- Born: Roy Anthony Johnson 25 December 1957 (age 68)
- Origin: Kingston, Jamaica
- Genres: Reggae
- Instrument: vocals
- Years active: Late 1970s–present
- Labels: Midnight Rock, Live & Learn
- Formerly of: Mystic I

= Anthony Johnson (musician) =

Jamaican reggae musician (born 1957)

Roy Anthony Johnson (born 25 December 1957), better known simply as Anthony Johnson, is a Jamaican reggae musician who was a member of the group Mystic I and is known for the 1980s hit song "Gunshot".

==Biography==
Johnson was born in Kingston, Jamaica in 1957. His mother, Cynthia Hamilton, was a market woman by trade, and his father was a Barbadian who worked as a waiter at the Sombero Club in Kingston. Anthony's parents had three children together before separating. They also had other children separately, so Johnson has several siblings.

Johnson was raised by his mother in a tenement yard in the heart of Trench Town. Biah's yard at 15½ James Street is significant in Johnson's development as an artist and musician. This yard, owned by an Indian who had moved to Kingston from Cuba, doubled as a popular dance hall on weekends and holidays. Some of the big sound systems of the era, including King Tubby's, played at dances in Biah's yard. Many of the top Jamaican singers of the time were also from Trench Town, and Johnson took inspiration from the likes of John Holt, Dennis Brown, and Alton Ellis, regularly visiting the latter's yard in nearby White Street. When political violence escalated in Kingston, Johnson moved away to Montego Bay, where he stayed with Ellis's younger brother Irving. While there sang with Irving's steel band, which performed at local hotels. When Johnson moved back south, he lived in Portmore, where he befriended the actor/comedian Carl Bradshaw, and played in Bradshaw's backing band.

=====

**Objective 1:** Write out the Anthony Johnson biography word for word.

=====

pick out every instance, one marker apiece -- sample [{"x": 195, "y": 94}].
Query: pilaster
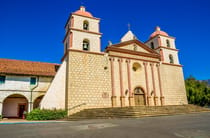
[
  {"x": 113, "y": 98},
  {"x": 122, "y": 101},
  {"x": 1, "y": 105},
  {"x": 122, "y": 97},
  {"x": 131, "y": 98},
  {"x": 114, "y": 101},
  {"x": 147, "y": 84},
  {"x": 160, "y": 86},
  {"x": 153, "y": 84}
]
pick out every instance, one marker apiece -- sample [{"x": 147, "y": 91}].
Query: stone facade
[
  {"x": 130, "y": 73},
  {"x": 89, "y": 80}
]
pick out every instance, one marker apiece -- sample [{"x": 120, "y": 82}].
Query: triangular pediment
[{"x": 134, "y": 45}]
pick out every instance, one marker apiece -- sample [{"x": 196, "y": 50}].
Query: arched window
[
  {"x": 152, "y": 45},
  {"x": 136, "y": 67},
  {"x": 85, "y": 44},
  {"x": 85, "y": 25},
  {"x": 168, "y": 43},
  {"x": 171, "y": 59}
]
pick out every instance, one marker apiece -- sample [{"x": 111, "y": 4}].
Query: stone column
[
  {"x": 1, "y": 107},
  {"x": 147, "y": 84},
  {"x": 153, "y": 84},
  {"x": 131, "y": 98},
  {"x": 162, "y": 100},
  {"x": 113, "y": 98},
  {"x": 122, "y": 97}
]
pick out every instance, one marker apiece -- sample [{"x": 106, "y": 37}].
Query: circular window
[{"x": 136, "y": 67}]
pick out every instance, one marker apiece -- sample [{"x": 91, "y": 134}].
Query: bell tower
[
  {"x": 82, "y": 32},
  {"x": 164, "y": 44}
]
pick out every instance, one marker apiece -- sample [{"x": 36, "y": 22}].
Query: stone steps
[{"x": 135, "y": 112}]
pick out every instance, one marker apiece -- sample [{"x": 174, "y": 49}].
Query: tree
[{"x": 197, "y": 92}]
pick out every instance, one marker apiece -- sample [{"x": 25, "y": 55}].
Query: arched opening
[
  {"x": 168, "y": 43},
  {"x": 152, "y": 45},
  {"x": 86, "y": 44},
  {"x": 14, "y": 106},
  {"x": 139, "y": 96},
  {"x": 171, "y": 59},
  {"x": 85, "y": 25},
  {"x": 37, "y": 102}
]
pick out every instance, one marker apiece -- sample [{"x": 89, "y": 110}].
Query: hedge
[{"x": 44, "y": 114}]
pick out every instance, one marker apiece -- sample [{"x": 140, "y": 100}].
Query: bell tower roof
[
  {"x": 128, "y": 36},
  {"x": 158, "y": 32},
  {"x": 82, "y": 11}
]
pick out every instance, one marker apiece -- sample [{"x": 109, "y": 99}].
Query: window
[
  {"x": 136, "y": 67},
  {"x": 33, "y": 81},
  {"x": 85, "y": 45},
  {"x": 2, "y": 79},
  {"x": 171, "y": 59},
  {"x": 85, "y": 25},
  {"x": 152, "y": 45},
  {"x": 167, "y": 43}
]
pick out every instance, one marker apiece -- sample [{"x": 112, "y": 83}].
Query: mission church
[{"x": 129, "y": 73}]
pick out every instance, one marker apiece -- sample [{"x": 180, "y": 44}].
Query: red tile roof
[{"x": 20, "y": 67}]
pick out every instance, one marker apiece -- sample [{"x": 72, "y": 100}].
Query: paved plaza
[{"x": 177, "y": 126}]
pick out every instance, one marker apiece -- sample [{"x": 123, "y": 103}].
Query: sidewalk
[{"x": 24, "y": 121}]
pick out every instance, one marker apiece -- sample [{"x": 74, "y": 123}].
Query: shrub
[{"x": 44, "y": 114}]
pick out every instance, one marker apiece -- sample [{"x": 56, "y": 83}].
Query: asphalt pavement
[{"x": 176, "y": 126}]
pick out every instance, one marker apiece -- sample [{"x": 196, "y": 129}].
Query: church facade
[{"x": 129, "y": 73}]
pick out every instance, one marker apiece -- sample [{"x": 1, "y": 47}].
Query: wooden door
[{"x": 139, "y": 99}]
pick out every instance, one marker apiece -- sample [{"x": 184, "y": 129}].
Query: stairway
[{"x": 135, "y": 112}]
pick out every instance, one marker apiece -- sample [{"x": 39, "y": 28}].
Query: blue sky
[{"x": 34, "y": 29}]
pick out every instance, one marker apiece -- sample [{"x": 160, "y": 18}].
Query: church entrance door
[{"x": 139, "y": 97}]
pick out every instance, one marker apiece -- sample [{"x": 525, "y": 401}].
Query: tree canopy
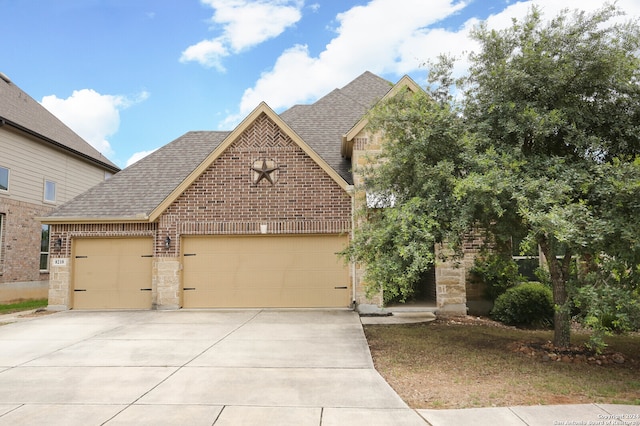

=====

**Objective 2:** Show each line of the entries that contains the string "facade".

**Exercise result 1:**
- Born: Roy Anthony Johnson 25 December 1957 (age 68)
- Origin: Kingston, Jamaica
- Genres: Reggae
- Instrument: vocals
- Years active: Late 1970s–present
- Labels: Midnight Rock, Live & Learn
- Formerly of: Mystic I

= Anthony Johnson (musician) =

Jamaican reggae musician (born 1957)

Roy Anthony Johnson (born 25 December 1957), better known simply as Anthony Johnson, is a Jamaican reggae musician who was a member of the group Mystic I and is known for the 1980s hit song "Gunshot".

==Biography==
Johnson was born in Kingston, Jamaica in 1957. His mother, Cynthia Hamilton, was a market woman by trade, and his father was a Barbadian who worked as a waiter at the Sombero Club in Kingston. Anthony's parents had three children together before separating. They also had other children separately, so Johnson has several siblings.

Johnson was raised by his mother in a tenement yard in the heart of Trench Town. Biah's yard at 15½ James Street is significant in Johnson's development as an artist and musician. This yard, owned by an Indian who had moved to Kingston from Cuba, doubled as a popular dance hall on weekends and holidays. Some of the big sound systems of the era, including King Tubby's, played at dances in Biah's yard. Many of the top Jamaican singers of the time were also from Trench Town, and Johnson took inspiration from the likes of John Holt, Dennis Brown, and Alton Ellis, regularly visiting the latter's yard in nearby White Street. When political violence escalated in Kingston, Johnson moved away to Montego Bay, where he stayed with Ellis's younger brother Irving. While there sang with Irving's steel band, which performed at local hotels. When Johnson moved back south, he lived in Portmore, where he befriended the actor/comedian Carl Bradshaw, and played in Bradshaw's backing band.

**Exercise result 2:**
Query: stone facade
Query: church facade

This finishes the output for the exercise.